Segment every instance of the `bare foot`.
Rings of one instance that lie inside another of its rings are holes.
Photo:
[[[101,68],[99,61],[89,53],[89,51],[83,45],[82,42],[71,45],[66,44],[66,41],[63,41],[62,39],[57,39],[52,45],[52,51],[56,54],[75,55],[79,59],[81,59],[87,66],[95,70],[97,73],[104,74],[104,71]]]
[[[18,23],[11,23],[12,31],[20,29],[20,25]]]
☆ ☆ ☆ ☆ ☆ ☆ ☆
• **Aim of the exercise**
Put the lines above into a Markdown table with the columns Row and Line, numbering each row and leaving out any blank lines.

• **Exercise result**
| Row | Line |
|---|---|
| 1 | Segment every instance of the `bare foot`. |
| 2 | Rings of one instance that lie inside another of its rings are holes. |
| 3 | Photo: |
| 4 | [[[101,68],[99,61],[89,53],[89,51],[83,45],[82,42],[71,45],[66,44],[66,41],[63,41],[62,39],[57,39],[52,45],[52,51],[56,54],[75,55],[79,59],[81,59],[87,66],[95,70],[97,73],[104,74],[104,71]]] |
| 5 | [[[18,23],[11,23],[12,31],[20,29],[20,25]]] |